[Problem description] Render the part of the listing below between the lines holding "Target: white car" and "column 502, row 390", inclusive, as a Markdown table. Use a Row column for the running number and an Entry column for each line, and leave out blank lines.

[Records provided]
● ● ● ● ●

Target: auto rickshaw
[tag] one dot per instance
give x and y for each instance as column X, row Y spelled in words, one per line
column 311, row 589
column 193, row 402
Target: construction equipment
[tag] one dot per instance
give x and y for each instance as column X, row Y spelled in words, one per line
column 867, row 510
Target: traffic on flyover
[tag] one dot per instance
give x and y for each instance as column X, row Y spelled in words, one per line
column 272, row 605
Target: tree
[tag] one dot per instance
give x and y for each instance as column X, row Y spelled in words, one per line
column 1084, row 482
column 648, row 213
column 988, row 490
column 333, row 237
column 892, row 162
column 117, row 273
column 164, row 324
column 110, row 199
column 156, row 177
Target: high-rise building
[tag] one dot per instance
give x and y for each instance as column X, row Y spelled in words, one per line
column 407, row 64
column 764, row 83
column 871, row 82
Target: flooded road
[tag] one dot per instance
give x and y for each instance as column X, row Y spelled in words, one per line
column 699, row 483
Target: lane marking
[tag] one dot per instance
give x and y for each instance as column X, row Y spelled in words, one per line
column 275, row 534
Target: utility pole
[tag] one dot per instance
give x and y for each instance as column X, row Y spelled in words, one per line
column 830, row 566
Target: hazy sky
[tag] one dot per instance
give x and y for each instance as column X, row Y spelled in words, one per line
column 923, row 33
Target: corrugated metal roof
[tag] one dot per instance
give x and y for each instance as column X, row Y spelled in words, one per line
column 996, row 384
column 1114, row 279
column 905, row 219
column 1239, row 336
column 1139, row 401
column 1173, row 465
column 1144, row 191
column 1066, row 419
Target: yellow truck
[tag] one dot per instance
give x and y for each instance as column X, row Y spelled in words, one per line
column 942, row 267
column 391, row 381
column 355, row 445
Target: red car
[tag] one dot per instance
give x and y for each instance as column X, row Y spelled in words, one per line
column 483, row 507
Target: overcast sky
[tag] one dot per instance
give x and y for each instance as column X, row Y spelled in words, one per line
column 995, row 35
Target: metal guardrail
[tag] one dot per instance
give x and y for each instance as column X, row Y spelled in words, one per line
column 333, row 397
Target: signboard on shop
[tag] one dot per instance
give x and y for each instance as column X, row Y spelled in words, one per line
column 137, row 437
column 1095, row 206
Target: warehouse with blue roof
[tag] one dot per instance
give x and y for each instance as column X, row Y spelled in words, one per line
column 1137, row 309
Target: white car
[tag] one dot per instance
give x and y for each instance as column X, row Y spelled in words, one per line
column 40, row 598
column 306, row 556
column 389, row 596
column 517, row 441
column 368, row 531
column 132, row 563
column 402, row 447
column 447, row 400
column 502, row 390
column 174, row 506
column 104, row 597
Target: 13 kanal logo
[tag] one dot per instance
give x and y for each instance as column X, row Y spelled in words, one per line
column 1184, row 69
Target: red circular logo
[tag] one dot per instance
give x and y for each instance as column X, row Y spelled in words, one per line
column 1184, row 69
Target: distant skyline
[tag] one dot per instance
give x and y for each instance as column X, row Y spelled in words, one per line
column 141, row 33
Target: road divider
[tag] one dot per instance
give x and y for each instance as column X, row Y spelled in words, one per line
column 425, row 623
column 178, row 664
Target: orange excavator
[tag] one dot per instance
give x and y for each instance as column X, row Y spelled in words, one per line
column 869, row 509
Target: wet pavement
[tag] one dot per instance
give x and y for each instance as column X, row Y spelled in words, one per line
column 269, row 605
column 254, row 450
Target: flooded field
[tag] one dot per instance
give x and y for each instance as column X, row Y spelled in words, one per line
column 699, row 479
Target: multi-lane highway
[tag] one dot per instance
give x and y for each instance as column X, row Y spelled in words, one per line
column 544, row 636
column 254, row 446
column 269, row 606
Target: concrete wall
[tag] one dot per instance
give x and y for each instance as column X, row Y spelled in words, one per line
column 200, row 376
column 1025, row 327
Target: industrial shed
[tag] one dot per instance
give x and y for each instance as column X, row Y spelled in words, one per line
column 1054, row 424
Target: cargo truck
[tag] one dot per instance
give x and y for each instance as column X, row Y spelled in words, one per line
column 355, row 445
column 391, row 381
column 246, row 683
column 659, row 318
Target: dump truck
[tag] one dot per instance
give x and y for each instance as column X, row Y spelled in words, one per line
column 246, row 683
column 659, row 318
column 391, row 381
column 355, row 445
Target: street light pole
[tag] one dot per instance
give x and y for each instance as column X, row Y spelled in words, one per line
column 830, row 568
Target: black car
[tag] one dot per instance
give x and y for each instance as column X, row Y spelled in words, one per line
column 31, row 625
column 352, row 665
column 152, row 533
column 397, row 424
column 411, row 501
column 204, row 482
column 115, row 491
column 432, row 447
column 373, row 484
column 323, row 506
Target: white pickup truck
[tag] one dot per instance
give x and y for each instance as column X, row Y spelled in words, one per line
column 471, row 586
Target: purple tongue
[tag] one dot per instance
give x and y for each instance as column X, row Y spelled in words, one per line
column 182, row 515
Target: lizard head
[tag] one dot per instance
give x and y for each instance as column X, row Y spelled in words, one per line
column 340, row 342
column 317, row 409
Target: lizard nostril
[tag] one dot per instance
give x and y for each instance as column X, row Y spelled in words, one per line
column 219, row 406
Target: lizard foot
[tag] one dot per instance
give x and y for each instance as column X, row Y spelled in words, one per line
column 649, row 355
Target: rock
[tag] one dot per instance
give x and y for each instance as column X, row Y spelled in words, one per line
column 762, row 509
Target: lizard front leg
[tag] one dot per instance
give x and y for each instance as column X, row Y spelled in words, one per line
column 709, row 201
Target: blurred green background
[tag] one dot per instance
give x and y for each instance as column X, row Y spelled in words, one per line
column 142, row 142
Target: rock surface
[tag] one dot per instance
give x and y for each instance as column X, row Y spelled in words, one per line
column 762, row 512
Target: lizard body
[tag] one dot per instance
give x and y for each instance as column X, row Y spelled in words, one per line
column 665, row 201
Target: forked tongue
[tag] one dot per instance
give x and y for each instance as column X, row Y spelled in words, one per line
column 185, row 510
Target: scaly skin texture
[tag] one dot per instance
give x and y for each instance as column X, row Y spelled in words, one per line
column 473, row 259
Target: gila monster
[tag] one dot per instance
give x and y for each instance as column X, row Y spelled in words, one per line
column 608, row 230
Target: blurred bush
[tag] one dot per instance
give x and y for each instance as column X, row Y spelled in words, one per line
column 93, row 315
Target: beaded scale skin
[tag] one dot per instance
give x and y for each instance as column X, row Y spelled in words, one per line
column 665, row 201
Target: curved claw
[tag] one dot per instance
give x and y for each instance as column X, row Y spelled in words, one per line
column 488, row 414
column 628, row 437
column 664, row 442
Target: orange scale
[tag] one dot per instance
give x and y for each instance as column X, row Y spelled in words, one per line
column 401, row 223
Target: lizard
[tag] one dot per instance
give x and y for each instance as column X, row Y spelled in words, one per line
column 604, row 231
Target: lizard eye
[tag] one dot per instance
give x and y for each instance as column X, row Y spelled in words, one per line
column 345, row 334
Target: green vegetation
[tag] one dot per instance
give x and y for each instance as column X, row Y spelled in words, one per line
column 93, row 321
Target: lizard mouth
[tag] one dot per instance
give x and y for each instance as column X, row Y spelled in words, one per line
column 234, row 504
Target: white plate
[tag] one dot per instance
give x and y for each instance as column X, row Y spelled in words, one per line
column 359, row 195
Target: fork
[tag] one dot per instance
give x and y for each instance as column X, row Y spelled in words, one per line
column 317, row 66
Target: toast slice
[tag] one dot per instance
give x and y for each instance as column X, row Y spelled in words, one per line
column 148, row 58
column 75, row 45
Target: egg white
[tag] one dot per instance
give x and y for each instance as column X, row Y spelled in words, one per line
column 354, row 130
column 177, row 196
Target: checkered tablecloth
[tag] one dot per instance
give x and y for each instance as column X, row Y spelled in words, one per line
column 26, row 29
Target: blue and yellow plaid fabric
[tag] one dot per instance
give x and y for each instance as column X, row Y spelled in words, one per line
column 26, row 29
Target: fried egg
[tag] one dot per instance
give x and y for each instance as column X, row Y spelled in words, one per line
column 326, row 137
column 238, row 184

● ● ● ● ●

[Result for this exercise]
| Row | Entry |
|---|---|
| 1 | Target: white car |
| 2 | [tag] one dot per instance |
| 3 | give x and y for each instance as column X, row Y spelled in words, one per line |
| 4 | column 40, row 598 |
| 5 | column 306, row 556 |
| 6 | column 389, row 596 |
| 7 | column 517, row 441 |
| 8 | column 368, row 531 |
| 9 | column 132, row 563 |
| 10 | column 402, row 447 |
| 11 | column 447, row 400 |
| 12 | column 502, row 390 |